(Items from a dataset)
....
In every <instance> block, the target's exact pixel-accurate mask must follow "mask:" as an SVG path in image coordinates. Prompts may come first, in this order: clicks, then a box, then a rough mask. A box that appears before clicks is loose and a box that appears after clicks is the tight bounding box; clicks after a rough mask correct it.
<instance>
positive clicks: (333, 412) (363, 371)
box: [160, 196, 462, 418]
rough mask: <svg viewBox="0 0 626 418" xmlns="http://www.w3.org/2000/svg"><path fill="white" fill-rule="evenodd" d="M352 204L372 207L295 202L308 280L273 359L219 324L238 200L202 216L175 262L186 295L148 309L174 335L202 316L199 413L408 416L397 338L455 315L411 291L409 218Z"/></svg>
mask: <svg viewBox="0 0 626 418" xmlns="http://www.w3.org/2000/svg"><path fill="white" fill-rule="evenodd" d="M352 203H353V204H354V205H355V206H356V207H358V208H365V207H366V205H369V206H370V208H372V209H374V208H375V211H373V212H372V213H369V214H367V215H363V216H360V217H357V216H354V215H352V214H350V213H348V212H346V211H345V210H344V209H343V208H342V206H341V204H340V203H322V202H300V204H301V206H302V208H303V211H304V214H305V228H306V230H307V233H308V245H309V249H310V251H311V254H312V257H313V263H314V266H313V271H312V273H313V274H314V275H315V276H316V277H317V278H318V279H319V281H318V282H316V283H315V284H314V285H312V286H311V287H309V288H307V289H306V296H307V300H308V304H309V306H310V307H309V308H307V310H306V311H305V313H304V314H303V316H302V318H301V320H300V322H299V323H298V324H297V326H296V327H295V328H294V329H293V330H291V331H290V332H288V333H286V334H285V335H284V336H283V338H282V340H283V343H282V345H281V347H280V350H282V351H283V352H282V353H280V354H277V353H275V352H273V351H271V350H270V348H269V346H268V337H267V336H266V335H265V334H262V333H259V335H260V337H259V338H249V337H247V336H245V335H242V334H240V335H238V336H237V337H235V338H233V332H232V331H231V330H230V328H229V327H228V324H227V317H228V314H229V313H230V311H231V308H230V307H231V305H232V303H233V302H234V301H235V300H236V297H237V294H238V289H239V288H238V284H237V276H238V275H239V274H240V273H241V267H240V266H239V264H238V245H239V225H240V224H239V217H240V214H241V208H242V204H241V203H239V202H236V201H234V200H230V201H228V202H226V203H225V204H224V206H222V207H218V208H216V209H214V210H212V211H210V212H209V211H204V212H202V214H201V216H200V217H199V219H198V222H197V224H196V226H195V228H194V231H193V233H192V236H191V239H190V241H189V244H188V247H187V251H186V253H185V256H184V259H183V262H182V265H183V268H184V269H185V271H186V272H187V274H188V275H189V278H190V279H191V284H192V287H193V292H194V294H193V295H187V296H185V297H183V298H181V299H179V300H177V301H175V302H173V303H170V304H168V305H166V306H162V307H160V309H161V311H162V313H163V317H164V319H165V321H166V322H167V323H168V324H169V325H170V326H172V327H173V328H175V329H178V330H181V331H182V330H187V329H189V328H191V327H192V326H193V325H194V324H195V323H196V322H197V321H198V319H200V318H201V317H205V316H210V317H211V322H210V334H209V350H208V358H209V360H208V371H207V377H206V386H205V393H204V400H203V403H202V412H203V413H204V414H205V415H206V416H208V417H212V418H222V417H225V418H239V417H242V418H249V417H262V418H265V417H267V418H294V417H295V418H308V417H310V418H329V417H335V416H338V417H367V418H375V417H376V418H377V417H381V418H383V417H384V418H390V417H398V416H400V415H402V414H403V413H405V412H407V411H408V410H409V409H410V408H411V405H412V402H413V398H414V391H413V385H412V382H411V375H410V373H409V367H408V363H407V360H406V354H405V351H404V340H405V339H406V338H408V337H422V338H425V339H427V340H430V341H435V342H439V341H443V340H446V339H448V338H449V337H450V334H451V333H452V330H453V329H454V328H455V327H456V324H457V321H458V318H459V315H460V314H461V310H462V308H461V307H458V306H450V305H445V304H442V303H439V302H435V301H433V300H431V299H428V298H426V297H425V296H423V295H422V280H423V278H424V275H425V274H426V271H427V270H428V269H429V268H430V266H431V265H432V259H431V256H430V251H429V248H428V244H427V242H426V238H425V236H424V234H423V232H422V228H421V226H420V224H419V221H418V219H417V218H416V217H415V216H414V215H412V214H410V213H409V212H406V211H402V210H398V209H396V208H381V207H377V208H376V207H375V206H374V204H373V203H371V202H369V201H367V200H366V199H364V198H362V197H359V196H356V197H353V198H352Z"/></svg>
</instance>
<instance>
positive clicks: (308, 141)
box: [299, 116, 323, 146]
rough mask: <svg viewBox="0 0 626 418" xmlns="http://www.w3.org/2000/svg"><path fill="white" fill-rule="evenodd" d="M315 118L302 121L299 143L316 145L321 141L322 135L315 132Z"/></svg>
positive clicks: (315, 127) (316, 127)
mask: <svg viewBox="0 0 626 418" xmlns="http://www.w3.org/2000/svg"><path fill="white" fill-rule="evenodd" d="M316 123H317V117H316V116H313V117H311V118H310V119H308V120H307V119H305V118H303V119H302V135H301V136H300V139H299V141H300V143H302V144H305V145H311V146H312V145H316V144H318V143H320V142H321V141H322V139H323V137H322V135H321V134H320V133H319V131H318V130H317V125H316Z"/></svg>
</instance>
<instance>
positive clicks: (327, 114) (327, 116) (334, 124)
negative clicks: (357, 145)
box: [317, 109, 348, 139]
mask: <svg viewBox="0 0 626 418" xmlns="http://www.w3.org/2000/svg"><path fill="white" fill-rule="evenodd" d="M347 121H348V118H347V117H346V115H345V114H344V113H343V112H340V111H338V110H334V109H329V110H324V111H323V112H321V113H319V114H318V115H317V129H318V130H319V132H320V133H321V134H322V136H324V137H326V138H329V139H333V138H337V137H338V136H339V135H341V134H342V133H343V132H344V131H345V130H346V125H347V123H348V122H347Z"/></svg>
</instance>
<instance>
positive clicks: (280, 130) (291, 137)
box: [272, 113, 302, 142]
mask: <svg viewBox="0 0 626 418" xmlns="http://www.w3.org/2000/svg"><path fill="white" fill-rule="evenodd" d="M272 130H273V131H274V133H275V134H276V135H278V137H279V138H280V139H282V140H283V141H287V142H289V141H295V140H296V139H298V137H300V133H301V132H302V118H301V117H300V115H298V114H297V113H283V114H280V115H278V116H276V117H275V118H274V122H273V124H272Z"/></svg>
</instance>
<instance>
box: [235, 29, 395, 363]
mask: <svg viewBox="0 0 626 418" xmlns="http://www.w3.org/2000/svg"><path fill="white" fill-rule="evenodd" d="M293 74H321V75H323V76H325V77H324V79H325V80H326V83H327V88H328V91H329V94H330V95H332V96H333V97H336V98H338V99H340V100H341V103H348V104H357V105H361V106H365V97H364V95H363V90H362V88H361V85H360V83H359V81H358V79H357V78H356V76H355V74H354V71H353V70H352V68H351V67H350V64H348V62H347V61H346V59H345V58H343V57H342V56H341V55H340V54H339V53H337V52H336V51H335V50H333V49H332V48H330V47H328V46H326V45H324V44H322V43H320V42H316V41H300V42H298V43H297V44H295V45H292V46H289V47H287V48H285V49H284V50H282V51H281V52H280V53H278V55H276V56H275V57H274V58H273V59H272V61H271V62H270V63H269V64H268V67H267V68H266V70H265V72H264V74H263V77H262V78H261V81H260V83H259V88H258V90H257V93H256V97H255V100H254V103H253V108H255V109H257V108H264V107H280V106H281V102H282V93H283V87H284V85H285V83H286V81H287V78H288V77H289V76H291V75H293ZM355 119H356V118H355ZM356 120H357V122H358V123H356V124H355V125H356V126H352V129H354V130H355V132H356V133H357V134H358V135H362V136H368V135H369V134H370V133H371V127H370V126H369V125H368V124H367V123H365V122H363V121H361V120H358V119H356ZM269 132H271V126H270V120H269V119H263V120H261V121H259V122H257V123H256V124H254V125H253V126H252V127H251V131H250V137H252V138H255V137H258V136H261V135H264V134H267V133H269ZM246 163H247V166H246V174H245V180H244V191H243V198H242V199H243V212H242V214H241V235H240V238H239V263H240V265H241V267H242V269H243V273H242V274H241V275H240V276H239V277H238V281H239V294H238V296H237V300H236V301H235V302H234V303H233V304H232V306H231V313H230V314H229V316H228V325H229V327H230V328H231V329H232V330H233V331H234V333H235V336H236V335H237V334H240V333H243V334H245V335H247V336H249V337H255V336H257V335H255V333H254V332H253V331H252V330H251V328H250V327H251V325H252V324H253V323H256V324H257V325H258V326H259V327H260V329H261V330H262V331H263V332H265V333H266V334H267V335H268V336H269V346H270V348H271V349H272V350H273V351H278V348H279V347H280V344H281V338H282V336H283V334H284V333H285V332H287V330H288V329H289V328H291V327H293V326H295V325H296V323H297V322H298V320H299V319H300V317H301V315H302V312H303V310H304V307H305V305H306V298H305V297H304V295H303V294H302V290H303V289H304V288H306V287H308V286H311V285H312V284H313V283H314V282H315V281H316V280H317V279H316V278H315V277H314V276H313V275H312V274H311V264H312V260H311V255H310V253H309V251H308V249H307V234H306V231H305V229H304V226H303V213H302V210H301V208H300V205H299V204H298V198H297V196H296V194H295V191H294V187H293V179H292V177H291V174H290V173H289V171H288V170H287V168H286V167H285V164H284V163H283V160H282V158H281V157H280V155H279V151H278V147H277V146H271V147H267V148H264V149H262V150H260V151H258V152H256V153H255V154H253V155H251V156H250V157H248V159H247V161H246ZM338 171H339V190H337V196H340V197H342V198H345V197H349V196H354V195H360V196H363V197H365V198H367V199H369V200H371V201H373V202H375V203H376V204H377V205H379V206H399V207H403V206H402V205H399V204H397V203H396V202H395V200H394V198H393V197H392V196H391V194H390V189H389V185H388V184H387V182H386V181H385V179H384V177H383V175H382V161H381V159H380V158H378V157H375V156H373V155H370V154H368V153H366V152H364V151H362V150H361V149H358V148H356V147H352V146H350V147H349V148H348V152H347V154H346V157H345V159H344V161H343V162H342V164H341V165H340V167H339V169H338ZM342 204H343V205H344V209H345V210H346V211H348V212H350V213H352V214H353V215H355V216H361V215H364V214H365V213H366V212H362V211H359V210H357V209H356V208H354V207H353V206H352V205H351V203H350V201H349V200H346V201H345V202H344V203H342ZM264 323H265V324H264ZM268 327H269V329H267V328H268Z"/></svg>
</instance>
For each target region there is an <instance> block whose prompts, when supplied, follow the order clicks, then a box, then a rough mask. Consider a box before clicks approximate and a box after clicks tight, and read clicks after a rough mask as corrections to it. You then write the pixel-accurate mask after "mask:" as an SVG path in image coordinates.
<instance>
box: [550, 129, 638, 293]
....
Work request »
Each line of the entries above that contains "coordinates" is to be copied.

Expected answer »
In every <instance> block, the target's exact pixel-accurate mask must follow "mask:" as an SVG path in image coordinates. Prompts may come first, in this order: clicks, then a box, then a rough mask. A box that appears before clicks is loose and a box that appears after clicks is the tight bounding box; clicks after a rough mask correct it.
For each target region there is an <instance> block whose prompts, when supplied, follow the order clicks, then a box, then a rough mask. Consider a box before clicks approximate and a box after clicks tight, and read clicks after a rough mask as corrections to it. You then write the pixel-accurate mask after "mask:" as an SVG path in image coordinates.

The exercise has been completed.